◆ Dataset entries
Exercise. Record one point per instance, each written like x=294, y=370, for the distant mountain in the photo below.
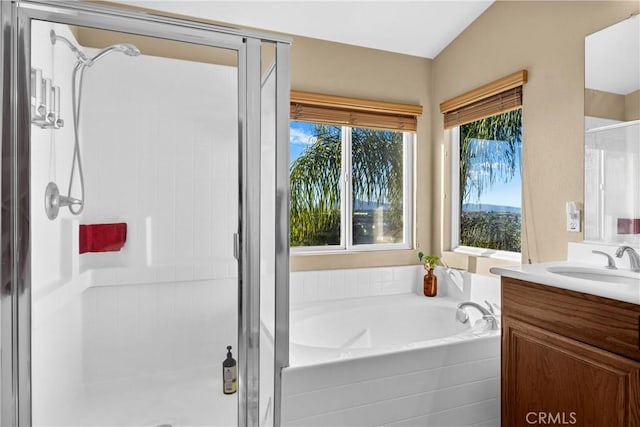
x=480, y=207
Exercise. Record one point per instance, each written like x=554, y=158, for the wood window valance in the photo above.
x=339, y=110
x=493, y=98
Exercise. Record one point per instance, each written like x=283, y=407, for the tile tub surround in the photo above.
x=443, y=382
x=454, y=384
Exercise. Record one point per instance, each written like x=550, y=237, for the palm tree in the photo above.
x=490, y=149
x=315, y=180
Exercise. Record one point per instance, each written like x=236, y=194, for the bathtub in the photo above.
x=397, y=359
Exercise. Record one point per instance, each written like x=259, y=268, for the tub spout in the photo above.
x=487, y=315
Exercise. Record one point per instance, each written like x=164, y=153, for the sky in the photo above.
x=301, y=135
x=501, y=194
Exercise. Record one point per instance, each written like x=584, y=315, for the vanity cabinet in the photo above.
x=568, y=358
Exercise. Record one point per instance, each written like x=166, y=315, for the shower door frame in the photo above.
x=15, y=233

◆ Work instructions
What you return must match the records letter for letter, except that the pictures stay out.

◆ Task solution
Exercise. Record one point per instance, each written like x=294, y=370, for the distant mountain in the photo below.
x=480, y=207
Exercise. Record one point per instance, each written like x=554, y=158, for the wood window valance in the photo above.
x=339, y=110
x=493, y=98
Exercise. Record one point per instance, each written like x=283, y=407, for the tile tub surround in the photo above.
x=443, y=382
x=454, y=384
Exercise. Record one point per instance, each written like x=550, y=237, for the palm tree in the photo above.
x=490, y=149
x=315, y=180
Exercise. Record one point per instance, each written like x=236, y=194, for the bathtub in the photo above.
x=397, y=359
Exercise. Record one point per instance, each written like x=259, y=268, for the tub spout in the photo above.
x=487, y=315
Exercise. Record one point per instance, each written like x=164, y=153, for the sky in the photo above.
x=301, y=135
x=501, y=194
Exercise. Record one point per instance, each written like x=584, y=315, for the vanity cabinet in the photo above.
x=568, y=358
Exercise. Record one point per instance, each written like x=166, y=315, for the shower door frame in the photo above.
x=15, y=233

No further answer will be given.